# ЗАДАНИЯ
A – Перечислите сказочных существ, которыми, по словам отрывка о праздниках в старину, был наполнен мир в давние времена.
B – Процитируйте из отрывка о праздниках в старину фрагмент от слов «В те давние» до слов «размахом и фантазией.».
C – Продолжите отрывок о праздниках в старину с того места, на котором он заканчивается.

В те давние времена, когда мир божий был наполнен не телевизорами, компьютерами и вирусами, а лешими, ведьмами да русалками, когда реки текли молочные, берега были кисельные, а над полями летали жареные куропатки, люди тоже любили гулять, веселиться да отдыхать от трудов своих праведных. Это сейчас в России отмечается более 300 праздников – государственных, религиозных, профессиональных и пр. В прежние времена народ не мог так расточительно распоряжаться своим временем, ценил нужность и важность труда, и потому на праздное времяпрепровождение тратил свою жизнь куда как экономнее. Но как раз именно то, что не в избытке, то, чего мало, мы и ценим намного дороже. И потому праздники народ отмечал с размахом и фантазией.

# ИСХОДНЫЕ ДАННЫЕ

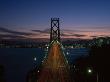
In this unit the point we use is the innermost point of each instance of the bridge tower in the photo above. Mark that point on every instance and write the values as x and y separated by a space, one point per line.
55 30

# ОТВЕТЫ ПО ЗАДАНИЯМ
A – Лешие, ведьмы, русалки.

B –
В те давние времена, когда мир божий был наполнен не телевизорами, компьютерами и вирусами, а лешими, ведьмами да русалками, когда реки текли молочные, берега были кисельные, а над полями летали жареные куропатки, люди тоже любили гулять, веселиться да отдыхать от трудов своих праведных. Это сейчас в России отмечается более 300 праздников – государственных, религиозных, профессиональных и пр. В прежние времена народ не мог так расточительно распоряжаться своим временем, ценил нужность и важность труда, и потому на праздное времяпрепровождение тратил свою жизнь куда как экономнее. Но как раз именно то, что не в избытке, то, чего мало, мы и ценим намного дороже. И потому праздники народ отмечал с размахом и фантазией.

C –
Нельзя объять необъятное, поэтому речь пойдёт только о двух забавах, которые так веселили и бодрили наших прадедов и которые совершенно невозможно даже представить в сегодняшней реальности.
Взятие снежного городка
Великолепная картина сибирского по происхождению художника В. И. Сурикова "Взятие снежного городка" известна всем или почти всем. Однако, к слову сказать, писалась она в 1889–1891 гг. преимущественно в Красноярске, поскольку эта молодецкая забава, ещё живая в Сибири, в европейской России к той поре уже уходила в область преданий. В сибирских же сёлах (например, под Томском) снежные городки "брали" ещё и в 1920-х гг.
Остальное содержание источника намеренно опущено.